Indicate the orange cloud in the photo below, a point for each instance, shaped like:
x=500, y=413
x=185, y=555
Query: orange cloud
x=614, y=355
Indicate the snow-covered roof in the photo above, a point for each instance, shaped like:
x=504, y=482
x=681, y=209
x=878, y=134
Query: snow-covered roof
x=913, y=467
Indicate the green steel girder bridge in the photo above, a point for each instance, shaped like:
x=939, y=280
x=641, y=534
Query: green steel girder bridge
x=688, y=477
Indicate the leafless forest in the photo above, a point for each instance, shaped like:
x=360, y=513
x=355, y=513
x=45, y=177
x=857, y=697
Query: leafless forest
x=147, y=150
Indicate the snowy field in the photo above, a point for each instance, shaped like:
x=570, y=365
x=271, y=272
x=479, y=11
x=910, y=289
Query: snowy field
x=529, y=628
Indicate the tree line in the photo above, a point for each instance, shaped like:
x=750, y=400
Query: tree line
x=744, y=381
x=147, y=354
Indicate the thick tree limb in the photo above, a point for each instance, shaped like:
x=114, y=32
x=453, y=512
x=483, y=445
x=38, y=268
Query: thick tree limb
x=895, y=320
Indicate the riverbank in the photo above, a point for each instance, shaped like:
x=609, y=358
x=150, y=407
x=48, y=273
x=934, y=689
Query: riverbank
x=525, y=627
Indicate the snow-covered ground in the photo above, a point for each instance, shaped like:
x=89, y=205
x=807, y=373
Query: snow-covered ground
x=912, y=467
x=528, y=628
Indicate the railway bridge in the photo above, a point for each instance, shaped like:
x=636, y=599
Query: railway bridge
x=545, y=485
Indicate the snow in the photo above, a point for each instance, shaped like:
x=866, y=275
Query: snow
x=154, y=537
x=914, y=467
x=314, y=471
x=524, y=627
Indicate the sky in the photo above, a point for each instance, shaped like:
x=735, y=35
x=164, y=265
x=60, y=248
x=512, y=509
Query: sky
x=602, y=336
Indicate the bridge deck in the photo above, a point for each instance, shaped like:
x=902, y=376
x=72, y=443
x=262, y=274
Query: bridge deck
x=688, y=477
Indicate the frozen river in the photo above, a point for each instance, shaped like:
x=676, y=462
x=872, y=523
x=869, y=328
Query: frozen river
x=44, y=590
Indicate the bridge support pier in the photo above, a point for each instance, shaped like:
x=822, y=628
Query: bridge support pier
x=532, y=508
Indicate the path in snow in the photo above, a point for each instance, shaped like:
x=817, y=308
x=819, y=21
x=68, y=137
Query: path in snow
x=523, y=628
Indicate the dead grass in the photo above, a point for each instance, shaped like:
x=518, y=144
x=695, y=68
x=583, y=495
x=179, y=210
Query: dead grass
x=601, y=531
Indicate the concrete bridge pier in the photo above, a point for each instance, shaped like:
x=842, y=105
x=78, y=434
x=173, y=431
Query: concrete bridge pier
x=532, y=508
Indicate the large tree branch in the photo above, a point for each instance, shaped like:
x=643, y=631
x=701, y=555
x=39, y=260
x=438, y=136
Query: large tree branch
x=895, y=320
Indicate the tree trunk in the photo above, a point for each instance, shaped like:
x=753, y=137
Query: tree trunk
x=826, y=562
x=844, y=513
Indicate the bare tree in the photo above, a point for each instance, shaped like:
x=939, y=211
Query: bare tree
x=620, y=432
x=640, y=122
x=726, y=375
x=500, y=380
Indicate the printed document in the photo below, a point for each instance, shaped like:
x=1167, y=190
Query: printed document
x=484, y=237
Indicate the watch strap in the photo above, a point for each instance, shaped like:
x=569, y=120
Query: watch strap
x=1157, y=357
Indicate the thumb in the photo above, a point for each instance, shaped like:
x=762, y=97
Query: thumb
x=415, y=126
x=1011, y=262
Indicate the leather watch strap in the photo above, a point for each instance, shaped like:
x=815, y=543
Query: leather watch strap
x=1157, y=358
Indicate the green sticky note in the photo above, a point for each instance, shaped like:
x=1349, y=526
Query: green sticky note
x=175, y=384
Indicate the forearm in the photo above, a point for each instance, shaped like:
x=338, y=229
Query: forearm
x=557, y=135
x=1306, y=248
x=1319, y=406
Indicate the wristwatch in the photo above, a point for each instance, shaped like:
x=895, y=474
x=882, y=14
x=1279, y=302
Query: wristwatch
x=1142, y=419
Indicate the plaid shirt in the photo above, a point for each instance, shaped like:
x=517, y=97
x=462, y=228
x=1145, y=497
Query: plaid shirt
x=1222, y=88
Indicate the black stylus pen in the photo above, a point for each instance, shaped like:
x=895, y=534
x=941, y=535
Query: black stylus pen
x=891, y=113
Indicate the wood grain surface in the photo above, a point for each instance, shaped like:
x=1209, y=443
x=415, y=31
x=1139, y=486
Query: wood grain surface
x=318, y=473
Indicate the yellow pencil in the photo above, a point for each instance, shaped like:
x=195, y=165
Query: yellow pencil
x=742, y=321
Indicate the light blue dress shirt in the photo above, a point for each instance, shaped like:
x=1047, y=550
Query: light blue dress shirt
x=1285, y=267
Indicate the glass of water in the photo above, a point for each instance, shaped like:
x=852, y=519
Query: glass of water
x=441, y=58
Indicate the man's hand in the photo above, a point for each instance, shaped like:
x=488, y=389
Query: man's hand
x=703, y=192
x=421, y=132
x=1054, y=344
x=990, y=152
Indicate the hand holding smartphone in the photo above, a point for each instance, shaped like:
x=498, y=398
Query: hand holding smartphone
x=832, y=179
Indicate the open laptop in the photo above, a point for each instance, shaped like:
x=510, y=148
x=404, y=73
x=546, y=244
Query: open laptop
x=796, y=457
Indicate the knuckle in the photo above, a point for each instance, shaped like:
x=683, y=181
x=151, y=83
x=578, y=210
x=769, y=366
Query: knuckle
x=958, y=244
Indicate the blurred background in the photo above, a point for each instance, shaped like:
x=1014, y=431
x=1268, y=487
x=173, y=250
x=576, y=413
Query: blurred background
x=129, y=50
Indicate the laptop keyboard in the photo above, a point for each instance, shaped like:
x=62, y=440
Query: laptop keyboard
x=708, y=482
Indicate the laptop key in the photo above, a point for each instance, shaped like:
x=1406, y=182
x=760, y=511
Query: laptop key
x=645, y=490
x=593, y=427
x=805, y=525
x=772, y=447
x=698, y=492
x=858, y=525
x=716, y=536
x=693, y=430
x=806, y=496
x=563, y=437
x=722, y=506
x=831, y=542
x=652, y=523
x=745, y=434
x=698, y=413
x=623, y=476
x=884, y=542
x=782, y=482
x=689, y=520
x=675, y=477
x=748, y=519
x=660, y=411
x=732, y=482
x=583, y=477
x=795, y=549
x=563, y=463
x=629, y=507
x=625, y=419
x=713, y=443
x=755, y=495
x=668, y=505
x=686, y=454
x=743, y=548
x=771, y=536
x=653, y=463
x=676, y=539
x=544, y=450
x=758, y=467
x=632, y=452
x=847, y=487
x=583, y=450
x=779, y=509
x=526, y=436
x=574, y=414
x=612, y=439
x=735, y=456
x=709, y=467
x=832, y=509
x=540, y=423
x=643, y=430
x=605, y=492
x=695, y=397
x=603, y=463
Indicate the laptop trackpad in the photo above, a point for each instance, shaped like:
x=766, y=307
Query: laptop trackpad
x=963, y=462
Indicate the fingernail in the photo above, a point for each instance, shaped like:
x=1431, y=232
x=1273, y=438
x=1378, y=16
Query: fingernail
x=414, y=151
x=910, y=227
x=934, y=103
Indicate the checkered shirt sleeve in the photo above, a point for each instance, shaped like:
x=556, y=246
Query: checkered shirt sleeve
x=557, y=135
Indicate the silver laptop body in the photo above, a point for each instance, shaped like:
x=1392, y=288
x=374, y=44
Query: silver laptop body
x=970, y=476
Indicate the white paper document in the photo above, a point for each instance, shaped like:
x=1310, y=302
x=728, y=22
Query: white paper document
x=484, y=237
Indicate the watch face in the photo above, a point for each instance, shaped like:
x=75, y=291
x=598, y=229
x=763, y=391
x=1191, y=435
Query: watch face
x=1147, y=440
•••
Try it: Reproduce the material above exactly, beginning at its first line and ending with the line that holds "x=681, y=209". Include nothing else.

Solved exercise:
Indicate the orange cloud in the photo below, a point for each instance, shaped like:
x=500, y=413
x=185, y=555
Query: orange cloud
x=614, y=355
Indicate the snow-covered roof in the photo above, a point for each instance, shaped like:
x=504, y=482
x=681, y=209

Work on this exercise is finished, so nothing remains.